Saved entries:
___

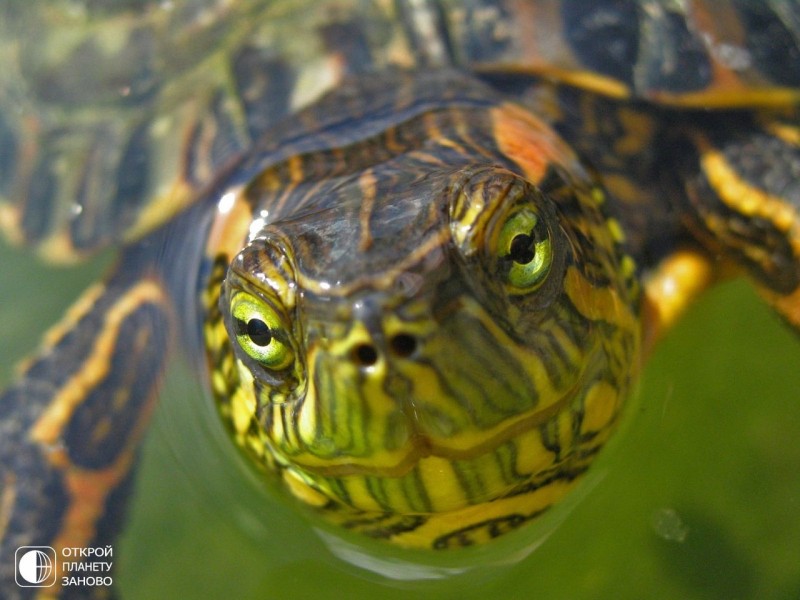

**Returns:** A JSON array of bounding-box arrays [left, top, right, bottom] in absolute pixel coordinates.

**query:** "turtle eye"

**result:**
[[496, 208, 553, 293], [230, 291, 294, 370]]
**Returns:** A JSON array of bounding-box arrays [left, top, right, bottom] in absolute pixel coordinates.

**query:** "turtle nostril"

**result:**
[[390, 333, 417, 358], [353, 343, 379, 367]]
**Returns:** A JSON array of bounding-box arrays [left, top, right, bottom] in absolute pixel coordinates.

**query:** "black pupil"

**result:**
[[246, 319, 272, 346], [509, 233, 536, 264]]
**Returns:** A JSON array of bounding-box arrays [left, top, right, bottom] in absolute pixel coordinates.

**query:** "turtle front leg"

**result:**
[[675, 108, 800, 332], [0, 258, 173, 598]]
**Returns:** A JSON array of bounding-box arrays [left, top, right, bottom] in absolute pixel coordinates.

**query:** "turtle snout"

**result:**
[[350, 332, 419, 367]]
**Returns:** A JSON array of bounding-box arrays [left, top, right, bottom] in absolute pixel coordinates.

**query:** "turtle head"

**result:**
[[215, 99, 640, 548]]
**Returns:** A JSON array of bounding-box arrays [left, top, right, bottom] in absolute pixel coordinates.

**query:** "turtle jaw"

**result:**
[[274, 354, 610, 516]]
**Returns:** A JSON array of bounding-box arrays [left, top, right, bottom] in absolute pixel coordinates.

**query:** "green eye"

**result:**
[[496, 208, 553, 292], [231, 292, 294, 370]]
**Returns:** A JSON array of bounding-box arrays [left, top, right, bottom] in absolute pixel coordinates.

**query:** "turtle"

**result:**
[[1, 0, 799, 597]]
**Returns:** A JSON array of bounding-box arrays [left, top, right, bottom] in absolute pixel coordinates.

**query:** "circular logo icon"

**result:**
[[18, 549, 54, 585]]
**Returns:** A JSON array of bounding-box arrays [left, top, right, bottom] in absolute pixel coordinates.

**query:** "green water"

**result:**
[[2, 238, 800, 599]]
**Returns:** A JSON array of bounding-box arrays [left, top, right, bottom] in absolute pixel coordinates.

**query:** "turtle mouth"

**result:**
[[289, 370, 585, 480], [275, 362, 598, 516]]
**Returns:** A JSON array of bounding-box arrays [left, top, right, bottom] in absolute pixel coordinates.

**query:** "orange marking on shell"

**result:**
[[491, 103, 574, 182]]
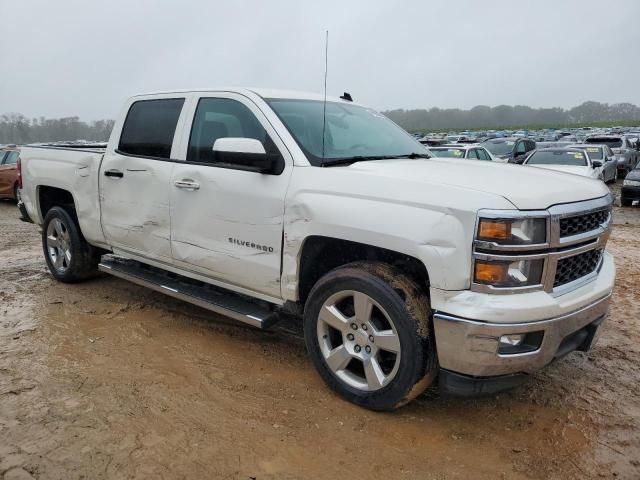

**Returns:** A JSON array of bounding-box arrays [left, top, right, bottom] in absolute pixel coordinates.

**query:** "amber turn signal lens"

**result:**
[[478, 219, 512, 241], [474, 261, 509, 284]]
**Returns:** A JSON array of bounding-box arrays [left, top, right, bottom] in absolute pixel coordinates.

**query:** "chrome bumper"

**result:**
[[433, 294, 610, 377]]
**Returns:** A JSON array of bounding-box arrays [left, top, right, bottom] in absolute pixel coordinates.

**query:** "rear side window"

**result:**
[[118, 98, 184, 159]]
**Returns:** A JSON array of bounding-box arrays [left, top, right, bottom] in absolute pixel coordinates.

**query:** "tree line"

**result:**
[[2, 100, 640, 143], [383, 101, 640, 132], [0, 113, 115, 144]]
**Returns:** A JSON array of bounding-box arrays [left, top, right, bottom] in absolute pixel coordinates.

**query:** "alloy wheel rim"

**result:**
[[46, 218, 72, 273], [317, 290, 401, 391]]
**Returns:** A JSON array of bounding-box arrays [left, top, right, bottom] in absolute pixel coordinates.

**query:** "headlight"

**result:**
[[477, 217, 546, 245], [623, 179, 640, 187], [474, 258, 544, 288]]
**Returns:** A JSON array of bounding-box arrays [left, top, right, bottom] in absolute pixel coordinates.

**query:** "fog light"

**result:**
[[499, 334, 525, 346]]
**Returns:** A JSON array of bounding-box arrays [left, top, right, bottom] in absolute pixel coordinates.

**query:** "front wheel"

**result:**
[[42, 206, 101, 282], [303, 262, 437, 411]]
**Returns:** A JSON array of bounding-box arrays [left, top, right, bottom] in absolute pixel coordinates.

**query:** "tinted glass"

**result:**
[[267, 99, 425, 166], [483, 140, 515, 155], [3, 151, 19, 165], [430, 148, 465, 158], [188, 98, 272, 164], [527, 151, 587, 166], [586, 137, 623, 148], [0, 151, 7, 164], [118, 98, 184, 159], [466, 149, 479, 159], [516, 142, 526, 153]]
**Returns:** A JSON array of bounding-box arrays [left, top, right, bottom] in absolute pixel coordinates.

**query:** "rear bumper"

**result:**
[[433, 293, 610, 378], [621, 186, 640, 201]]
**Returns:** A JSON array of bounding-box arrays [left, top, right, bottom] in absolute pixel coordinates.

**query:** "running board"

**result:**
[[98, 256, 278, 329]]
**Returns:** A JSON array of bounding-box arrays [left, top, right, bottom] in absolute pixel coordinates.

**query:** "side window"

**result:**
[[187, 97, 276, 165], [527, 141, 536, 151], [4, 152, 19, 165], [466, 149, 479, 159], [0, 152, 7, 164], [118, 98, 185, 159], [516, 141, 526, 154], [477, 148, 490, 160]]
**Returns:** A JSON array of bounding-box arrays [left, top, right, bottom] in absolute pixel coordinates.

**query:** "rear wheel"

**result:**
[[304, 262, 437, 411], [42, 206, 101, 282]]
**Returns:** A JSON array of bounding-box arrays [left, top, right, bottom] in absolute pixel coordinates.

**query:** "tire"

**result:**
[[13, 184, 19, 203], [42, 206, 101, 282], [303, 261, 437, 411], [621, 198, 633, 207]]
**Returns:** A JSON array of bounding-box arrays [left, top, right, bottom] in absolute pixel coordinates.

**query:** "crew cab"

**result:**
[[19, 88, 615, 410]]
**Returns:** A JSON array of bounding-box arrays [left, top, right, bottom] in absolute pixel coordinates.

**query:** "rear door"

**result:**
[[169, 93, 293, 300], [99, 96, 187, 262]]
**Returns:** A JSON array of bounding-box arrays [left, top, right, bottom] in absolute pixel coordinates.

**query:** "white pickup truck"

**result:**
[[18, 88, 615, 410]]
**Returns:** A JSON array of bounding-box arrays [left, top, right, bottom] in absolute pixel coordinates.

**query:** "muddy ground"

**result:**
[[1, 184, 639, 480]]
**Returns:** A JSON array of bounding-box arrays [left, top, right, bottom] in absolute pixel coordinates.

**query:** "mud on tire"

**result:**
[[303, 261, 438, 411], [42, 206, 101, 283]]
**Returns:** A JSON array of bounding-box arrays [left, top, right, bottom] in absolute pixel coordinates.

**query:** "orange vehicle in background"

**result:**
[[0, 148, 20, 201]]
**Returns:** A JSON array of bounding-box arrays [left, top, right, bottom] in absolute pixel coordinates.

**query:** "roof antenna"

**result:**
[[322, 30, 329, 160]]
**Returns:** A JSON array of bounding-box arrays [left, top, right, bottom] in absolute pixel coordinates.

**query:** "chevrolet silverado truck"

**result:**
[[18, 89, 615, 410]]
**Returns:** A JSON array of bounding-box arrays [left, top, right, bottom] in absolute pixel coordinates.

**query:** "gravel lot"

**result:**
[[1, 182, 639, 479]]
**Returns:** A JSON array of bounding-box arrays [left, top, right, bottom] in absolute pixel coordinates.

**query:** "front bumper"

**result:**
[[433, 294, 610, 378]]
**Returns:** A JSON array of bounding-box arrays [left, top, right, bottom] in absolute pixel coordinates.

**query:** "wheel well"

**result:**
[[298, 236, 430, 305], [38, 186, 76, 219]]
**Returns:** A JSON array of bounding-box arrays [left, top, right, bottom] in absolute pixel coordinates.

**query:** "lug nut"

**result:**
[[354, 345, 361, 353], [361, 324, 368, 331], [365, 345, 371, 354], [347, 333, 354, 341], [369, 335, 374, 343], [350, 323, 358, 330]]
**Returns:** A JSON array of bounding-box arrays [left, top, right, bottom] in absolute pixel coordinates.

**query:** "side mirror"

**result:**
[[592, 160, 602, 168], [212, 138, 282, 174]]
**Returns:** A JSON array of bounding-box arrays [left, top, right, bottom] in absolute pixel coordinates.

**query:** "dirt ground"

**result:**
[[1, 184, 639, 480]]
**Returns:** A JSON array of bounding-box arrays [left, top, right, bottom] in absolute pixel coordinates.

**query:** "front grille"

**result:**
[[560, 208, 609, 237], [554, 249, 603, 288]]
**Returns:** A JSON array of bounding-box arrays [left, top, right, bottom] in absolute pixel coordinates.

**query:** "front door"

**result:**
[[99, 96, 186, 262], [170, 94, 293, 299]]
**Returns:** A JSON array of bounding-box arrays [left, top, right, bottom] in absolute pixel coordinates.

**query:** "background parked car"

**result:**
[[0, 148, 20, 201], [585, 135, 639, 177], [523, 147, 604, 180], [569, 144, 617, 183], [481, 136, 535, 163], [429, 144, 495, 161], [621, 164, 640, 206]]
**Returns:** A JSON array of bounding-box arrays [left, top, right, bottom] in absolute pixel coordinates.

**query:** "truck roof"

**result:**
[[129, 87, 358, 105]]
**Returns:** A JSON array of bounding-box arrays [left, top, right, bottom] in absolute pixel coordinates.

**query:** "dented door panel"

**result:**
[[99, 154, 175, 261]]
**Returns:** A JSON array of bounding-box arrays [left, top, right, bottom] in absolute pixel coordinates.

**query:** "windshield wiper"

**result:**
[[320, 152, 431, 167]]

___

_EXERCISE PROMPT_
Please copy every line from the entries that includes the word "roof".

_RESPONSE TO THIS EXERCISE_
**query:** "roof antenna"
**query:** "truck roof"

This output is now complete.